Live album by Engelbert Humperdinck
- Released: 1971
- Label: Decca

Engelbert Humperdinck chronology
| Another Time, Another Place (1971) | Live and S.R.O. at the Riviera Hotel, Las Vegas (1971) | In Time (1972) |

= Live at the Riviera, Las Vegas =

Live and S.R.O. at the Riviera Hotel, Las Vegas (or simply Live at the Riviera, Las Vegas) is a live album by British singer Engelbert Humperdinck, released in December 1971 on Decca Records (on Parrot Records in the United States and Canada).

The album spent one week on the UK official albums chart at number 45.

Professional ratings
Review scores
| Source | Rating |
| AllMusic | Star |

== Track listing ==
Side 1
1. Intro
  - "Around the World" (Young; Adamson, Rouzaud)
  - "Till" (Danvers; Sigman, Galano)
  - "Around The World in 80 Days" (Young; Adamson, Rouzaud)
2. "My Prayer" (Boulanger; Kennedy)
3. "A Man Without Love" (Pace, Livragh; Mason, Panzeri)
4. "Help Me Make It Through the Night" (Kristofferson)
5. "My Wife the Dancer" (Mascari, Wenzlaff)
══════════
[Objective A] In the album article, which label released the album in the United States and Canada?
[Objective B] Translate this sentence from the album article into Spanish: "The album spent one week on the UK official albums chart at number 45."

[Collected material]
══════════
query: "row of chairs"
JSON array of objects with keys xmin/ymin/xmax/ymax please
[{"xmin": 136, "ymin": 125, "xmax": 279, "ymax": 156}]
══════════
[Task response A] Parrot Records

[Task response B] El álbum pasó una semana en la lista oficial de álbumes del Reino Unido en el número 45.